_STATED GOAL:_ Give the data a second time, exactly and in full.

_MATERIAL TO PROCESS:_
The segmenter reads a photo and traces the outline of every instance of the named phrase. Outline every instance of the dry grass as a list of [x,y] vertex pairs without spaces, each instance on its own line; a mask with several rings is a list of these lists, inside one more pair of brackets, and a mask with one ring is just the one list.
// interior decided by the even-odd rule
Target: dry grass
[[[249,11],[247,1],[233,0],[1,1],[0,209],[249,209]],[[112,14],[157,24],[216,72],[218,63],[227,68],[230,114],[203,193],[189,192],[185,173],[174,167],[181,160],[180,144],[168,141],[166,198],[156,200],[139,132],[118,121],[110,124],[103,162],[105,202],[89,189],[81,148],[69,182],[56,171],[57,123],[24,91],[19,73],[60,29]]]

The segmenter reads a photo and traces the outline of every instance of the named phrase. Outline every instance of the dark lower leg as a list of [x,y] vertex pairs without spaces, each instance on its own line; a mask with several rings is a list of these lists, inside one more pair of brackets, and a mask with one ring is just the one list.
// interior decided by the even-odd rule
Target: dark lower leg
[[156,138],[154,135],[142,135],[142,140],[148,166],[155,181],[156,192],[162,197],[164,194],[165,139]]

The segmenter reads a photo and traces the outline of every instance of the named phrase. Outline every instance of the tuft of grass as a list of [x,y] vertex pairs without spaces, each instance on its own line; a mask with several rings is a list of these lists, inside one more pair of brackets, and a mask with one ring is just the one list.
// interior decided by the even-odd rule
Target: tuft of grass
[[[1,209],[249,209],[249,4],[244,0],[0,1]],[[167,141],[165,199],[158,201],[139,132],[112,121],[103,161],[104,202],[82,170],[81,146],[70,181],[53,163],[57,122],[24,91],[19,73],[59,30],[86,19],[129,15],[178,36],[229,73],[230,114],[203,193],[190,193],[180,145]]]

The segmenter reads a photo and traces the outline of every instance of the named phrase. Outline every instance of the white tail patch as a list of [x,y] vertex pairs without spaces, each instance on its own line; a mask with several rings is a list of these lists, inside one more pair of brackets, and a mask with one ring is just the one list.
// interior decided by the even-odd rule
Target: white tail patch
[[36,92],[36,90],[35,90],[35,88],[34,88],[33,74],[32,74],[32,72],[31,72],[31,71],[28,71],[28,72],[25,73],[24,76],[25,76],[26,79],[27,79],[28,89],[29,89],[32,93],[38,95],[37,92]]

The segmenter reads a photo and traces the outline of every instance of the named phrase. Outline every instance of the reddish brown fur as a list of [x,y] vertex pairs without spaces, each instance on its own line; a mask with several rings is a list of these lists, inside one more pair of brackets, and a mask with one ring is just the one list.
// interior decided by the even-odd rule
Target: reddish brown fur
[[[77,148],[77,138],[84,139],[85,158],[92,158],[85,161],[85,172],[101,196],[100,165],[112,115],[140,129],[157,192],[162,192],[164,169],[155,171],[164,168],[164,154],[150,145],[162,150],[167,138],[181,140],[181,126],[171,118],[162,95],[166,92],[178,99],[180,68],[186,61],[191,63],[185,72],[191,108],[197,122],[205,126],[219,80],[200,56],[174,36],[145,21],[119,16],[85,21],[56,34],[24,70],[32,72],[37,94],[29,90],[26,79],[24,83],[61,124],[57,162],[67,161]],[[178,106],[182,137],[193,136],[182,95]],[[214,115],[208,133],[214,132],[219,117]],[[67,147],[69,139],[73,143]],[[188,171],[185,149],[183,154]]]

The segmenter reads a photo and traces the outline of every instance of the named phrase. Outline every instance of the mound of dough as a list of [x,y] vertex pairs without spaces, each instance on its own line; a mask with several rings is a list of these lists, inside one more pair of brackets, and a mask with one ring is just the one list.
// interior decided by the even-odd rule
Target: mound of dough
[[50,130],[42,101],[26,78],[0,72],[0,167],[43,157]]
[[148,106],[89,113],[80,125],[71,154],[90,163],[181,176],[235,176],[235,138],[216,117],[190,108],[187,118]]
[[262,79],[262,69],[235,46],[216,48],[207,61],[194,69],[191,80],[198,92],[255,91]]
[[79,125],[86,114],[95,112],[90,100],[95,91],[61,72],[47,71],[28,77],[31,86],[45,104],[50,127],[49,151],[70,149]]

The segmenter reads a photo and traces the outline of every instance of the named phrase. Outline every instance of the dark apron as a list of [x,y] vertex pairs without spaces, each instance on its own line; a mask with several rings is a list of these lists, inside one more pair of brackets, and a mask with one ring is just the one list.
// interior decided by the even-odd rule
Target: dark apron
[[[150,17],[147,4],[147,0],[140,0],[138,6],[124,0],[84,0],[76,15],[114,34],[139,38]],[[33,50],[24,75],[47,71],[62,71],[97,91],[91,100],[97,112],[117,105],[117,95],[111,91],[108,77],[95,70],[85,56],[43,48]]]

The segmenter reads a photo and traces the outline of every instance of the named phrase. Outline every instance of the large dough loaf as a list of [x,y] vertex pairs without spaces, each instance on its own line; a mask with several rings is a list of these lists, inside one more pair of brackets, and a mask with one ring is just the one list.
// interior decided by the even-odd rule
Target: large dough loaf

_ANSWER BELOW:_
The segmenter reads a photo and traces the outline of every instance of the named phrase. Outline every instance of the dry grass as a list of [x,y] vertex pairs without spaces, each instance on its own line; a mask with several rings is a list of these lists, inside one more pair of brackets, and a mask with one ring is just the one list.
// interior decided by the even-odd rule
Target: dry grass
[[[249,11],[247,1],[233,0],[1,1],[0,209],[249,209]],[[112,14],[157,24],[216,72],[218,63],[227,68],[230,114],[203,193],[189,192],[185,173],[174,167],[181,160],[180,144],[168,141],[166,198],[156,200],[139,132],[118,121],[110,124],[103,162],[105,202],[89,189],[81,148],[69,182],[56,171],[57,123],[24,91],[19,73],[60,29]]]

The segmenter reads a photo and traces the outline of every instance of the named phrase. Outline every instance of the dark lower leg as a list of [x,y] vertex pairs without spaces, each instance on its own line; a mask with several rings is a list of these lists, inside one more pair of brackets, and a mask with one ring is just the one list.
// interior decided by the even-odd rule
Target: dark lower leg
[[156,138],[154,135],[142,135],[142,140],[148,166],[155,181],[156,192],[162,197],[164,194],[165,139]]

The segmenter reads a photo and traces the outline of every instance of the named phrase. Outline every instance of the tuft of grass as a list of [x,y] vertex pairs without spaces, each instance on its own line; a mask with several rings is a list of these lists, inside one more pair of brackets, and a mask with one ring is just the one list.
// interior decided by the even-odd rule
Target: tuft of grass
[[[1,209],[249,209],[249,4],[244,0],[0,1]],[[167,141],[165,199],[158,201],[139,132],[112,121],[103,161],[104,202],[82,170],[81,146],[70,181],[53,163],[57,122],[24,91],[19,73],[59,30],[86,19],[129,15],[178,36],[229,73],[230,114],[203,193],[190,193],[180,145]]]

The segmenter reads a photo and traces the outline of every instance of the named phrase. Outline every instance of the white tail patch as a list of [x,y] vertex pairs without spaces, each instance on its own line; a mask with several rings is a list of these lists, inside one more pair of brackets, and a mask with one ring is just the one list.
// interior decided by the even-odd rule
Target: white tail patch
[[36,92],[36,90],[35,90],[35,88],[34,88],[33,74],[32,74],[32,72],[31,72],[31,71],[28,71],[28,72],[25,73],[24,76],[25,76],[26,79],[27,79],[28,89],[29,89],[32,93],[38,95],[37,92]]

The segmenter reads a photo and traces the outline of every instance of the named phrase. Outline every instance of the reddish brown fur as a list of [x,y] vertex pairs without spaces, each instance on its own line; a mask with several rings is a list of these lists, inside one more pair of brackets, and a mask with one ring is just the one list.
// interior decided by the even-odd rule
Target: reddish brown fur
[[[77,148],[77,138],[84,139],[85,158],[92,158],[85,161],[85,172],[101,196],[100,165],[112,115],[140,129],[157,192],[162,192],[164,169],[155,171],[164,168],[164,154],[150,145],[162,150],[167,138],[181,140],[181,126],[171,118],[162,95],[166,92],[178,99],[180,68],[186,61],[191,63],[185,72],[191,108],[197,122],[205,126],[219,80],[200,56],[174,36],[145,21],[119,16],[85,21],[56,34],[24,70],[32,72],[37,94],[29,90],[26,79],[24,83],[61,124],[57,162],[67,161]],[[178,106],[182,137],[193,136],[182,95]],[[214,115],[208,133],[214,132],[219,117]],[[67,147],[69,139],[73,143]],[[188,171],[185,149],[183,154]]]

The segmenter reads a photo and traces the outline of every instance of the named phrase. Outline every instance of the mound of dough as a list of [x,y] vertex pairs without spaces, each instance on its own line; a mask with several rings is a list of these lists, inside one more pair of brackets, and a mask with one ring is just the one list.
// interior decided by the even-odd rule
Target: mound of dough
[[50,130],[42,101],[26,78],[0,72],[0,167],[43,157]]
[[148,106],[89,113],[80,125],[71,154],[90,163],[181,176],[235,176],[235,138],[216,117],[190,108],[187,118]]
[[262,79],[262,69],[235,46],[216,48],[207,61],[194,69],[191,80],[198,92],[255,91]]
[[79,125],[86,114],[95,112],[90,100],[95,91],[61,72],[47,71],[28,77],[31,86],[45,104],[50,127],[49,151],[70,149]]

The segmenter reads a photo and traces the outline of every instance of the named phrase. Outline every instance of the dark apron as a list of [x,y] vertex pairs without spaces, each instance on its own line; a mask with several rings is a list of these lists, inside one more pair of brackets, and a mask with one ring is just the one list.
// interior decided by the even-odd rule
Target: dark apron
[[[150,17],[147,4],[147,0],[140,0],[138,6],[124,0],[84,0],[76,15],[114,34],[139,38]],[[33,50],[24,75],[47,71],[62,71],[97,91],[91,100],[97,112],[117,105],[117,95],[111,91],[108,77],[95,70],[85,56],[43,48]]]

The segmenter reads a photo and traces the outline of every instance of the named phrase. Outline every instance of the large dough loaf as a list of [x,y] vertex pairs without spaces, each instance on its own line; a mask with several rings is a list of these lists, inside one more pair of brackets, and a mask with one ring is just the one list.
// interior decided by the even-odd rule
Target: large dough loaf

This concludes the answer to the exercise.